# Exercise task:
Please output each of the rows below as a JSON list of strings, with one string per line and blank lines omitted.

Start

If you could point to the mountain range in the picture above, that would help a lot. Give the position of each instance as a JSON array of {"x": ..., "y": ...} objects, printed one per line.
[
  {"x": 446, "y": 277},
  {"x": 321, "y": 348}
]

End

# Response to the task:
[
  "If you could point to the mountain range in the picture above, that would help a lot. Give the position of each instance as a JSON array of {\"x\": ..., \"y\": ...} objects, printed one per line.",
  "[",
  "  {\"x\": 446, \"y\": 277},",
  "  {\"x\": 321, \"y\": 348}",
  "]"
]